Exercício A: Extraia da listagem todas as linhas que contêm a palavra "orange".

Documento de origem:
Corroborando as teses pascalinas, o etnólogo Leroi-Gourhan mostra que o espírito e a técnica negam a originalidade absoluta. Só inventa, diz Gourhan, quem empresta. E só empresta quem sabe inventar. Em tal círculo, a humanidade recolhe indivíduos e coletivos geradores de novos sentidos e significações, gestos e máquinas, signos e filosofia.
A ética evocada acima tem um nome: generosidade. Quem se julga fonte de todos os enunciados é avarento cultural, pois acumula ideias, mas nada produz para os demais seres pensantes. É o intelectual formiga criticado por Francis Bacon: reúne fatos ou temas e não os sintetiza. O pensamento generoso opera como as abelhas. Segundo Bacon, Platão, Horácio, do néctar elas produzem o mel nutritivo. Marca do pensador generoso é a busca, nos que pensaram antes, do alimento que, digerido, nutrirá os vindouros.

Dados disponíveis:
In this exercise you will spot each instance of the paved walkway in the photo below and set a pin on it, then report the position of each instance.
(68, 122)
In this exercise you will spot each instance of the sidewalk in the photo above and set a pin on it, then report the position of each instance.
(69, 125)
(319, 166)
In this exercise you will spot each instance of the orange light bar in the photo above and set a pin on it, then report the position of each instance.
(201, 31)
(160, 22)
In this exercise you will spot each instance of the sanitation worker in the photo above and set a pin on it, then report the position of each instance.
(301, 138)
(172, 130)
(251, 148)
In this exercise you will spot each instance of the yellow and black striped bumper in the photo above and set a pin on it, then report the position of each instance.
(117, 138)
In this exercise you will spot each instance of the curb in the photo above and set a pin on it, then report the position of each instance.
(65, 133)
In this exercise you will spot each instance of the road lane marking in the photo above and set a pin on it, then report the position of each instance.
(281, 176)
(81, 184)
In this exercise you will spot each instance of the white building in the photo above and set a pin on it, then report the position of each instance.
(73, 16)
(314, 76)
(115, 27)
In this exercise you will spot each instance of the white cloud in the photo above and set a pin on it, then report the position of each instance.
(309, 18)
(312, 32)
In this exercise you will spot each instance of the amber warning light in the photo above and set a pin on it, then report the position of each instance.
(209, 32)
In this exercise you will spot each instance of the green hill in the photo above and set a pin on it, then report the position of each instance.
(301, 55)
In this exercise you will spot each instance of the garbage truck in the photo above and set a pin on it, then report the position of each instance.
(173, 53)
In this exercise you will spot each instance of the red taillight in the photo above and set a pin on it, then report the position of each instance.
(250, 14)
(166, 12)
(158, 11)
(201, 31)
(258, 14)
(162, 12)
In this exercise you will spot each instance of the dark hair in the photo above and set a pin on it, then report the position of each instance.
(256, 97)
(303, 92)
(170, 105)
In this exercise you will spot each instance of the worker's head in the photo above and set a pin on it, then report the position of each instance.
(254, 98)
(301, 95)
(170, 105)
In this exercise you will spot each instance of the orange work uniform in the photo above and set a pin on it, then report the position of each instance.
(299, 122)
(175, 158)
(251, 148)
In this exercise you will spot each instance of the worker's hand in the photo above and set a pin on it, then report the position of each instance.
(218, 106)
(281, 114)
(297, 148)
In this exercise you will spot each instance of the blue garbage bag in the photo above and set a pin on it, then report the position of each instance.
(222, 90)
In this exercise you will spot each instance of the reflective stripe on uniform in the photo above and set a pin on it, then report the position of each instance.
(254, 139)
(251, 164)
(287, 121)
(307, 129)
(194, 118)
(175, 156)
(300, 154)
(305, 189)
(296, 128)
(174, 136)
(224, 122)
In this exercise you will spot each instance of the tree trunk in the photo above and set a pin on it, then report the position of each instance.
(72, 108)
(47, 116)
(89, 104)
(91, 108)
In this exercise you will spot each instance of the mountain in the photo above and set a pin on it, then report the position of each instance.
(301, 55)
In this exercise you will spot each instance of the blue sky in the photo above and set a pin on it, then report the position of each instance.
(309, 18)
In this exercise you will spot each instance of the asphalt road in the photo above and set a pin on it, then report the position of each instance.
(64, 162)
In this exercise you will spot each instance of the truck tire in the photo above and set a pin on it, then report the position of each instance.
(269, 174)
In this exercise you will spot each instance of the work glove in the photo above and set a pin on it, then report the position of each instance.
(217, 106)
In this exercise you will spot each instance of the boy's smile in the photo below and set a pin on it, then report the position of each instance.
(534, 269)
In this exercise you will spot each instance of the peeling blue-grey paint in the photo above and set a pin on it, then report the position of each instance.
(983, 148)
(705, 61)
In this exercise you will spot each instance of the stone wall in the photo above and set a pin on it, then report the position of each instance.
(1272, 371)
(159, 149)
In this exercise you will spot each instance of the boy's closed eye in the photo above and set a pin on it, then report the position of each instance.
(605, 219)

Exercício B: Transcreva sem alterações o trecho do texto sobre a generosidade intelectual entre "Corroborando as teses" e "nutrirá os vindouros.", inclusive.

Resposta do exercício A:
In this exercise you will spot each instance of the orange light bar in the photo above and set a pin on it, then report the position of each instance.
In this exercise you will spot each instance of the orange work uniform in the photo above and set a pin on it, then report the position of each instance.

Resposta do exercício B:
Corroborando as teses pascalinas, o etnólogo Leroi-Gourhan mostra que o espírito e a técnica negam a originalidade absoluta. Só inventa, diz Gourhan, quem empresta. E só empresta quem sabe inventar. Em tal círculo, a humanidade recolhe indivíduos e coletivos geradores de novos sentidos e significações, gestos e máquinas, signos e filosofia.
A ética evocada acima tem um nome: generosidade. Quem se julga fonte de todos os enunciados é avarento cultural, pois acumula ideias, mas nada produz para os demais seres pensantes. É o intelectual formiga criticado por Francis Bacon: reúne fatos ou temas e não os sintetiza. O pensamento generoso opera como as abelhas. Segundo Bacon, Platão, Horácio, do néctar elas produzem o mel nutritivo. Marca do pensador generoso é a busca, nos que pensaram antes, do alimento que, digerido, nutrirá os vindouros.